Work order: In the passage about bitter taste below, at which institution does Danielle Reed's team work?

Selected passage:
Nearly 80 years after DuPont chemists stumbled across evidence of genetic variation in perception of the bitter-tasting compound phenylthiocarbamide (PTC), Danielle Reed's team at the Monell Chemical Senses Center in Philadelphia, Pennsylvania, made a similarly serendipitous discovery.

Reed was approached by a lab technician worried she made a mistake with a experimental quinine preparation. “She said, 'I think I made the solutions wrong — here, taste this',” recalls Reed, who then tasted the bitter compound. “I'm like, 'ugh, it seems fine to me.' But she said, 'It tastes like water to me.'”

Credit: RADIUS IMAGES/CORBIS

This strange observation eventually led to the discovery of a genetic locus that affects our tongue's ability to detect bitterness in quinine — a big step on the road to understanding how people differ from one another in terms of taste, and how these differences shape what we like to eat.

A bitter taste

Bitter is one of the five primary tastes — along with sweet, sour, salty and the savoury umami — that compose the gustatory system. Of these, bitter is perhaps the best characterized in terms of the influence of genetic variability on taste.

Dataset content:

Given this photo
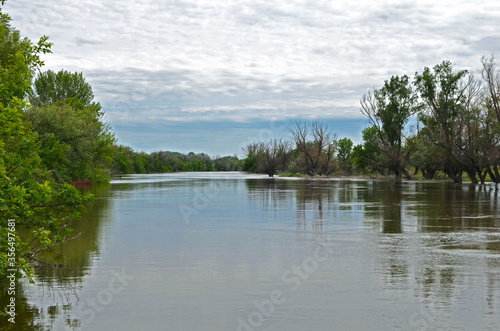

Task result: The Monell Chemical Senses Center in Philadelphia, Pennsylvania.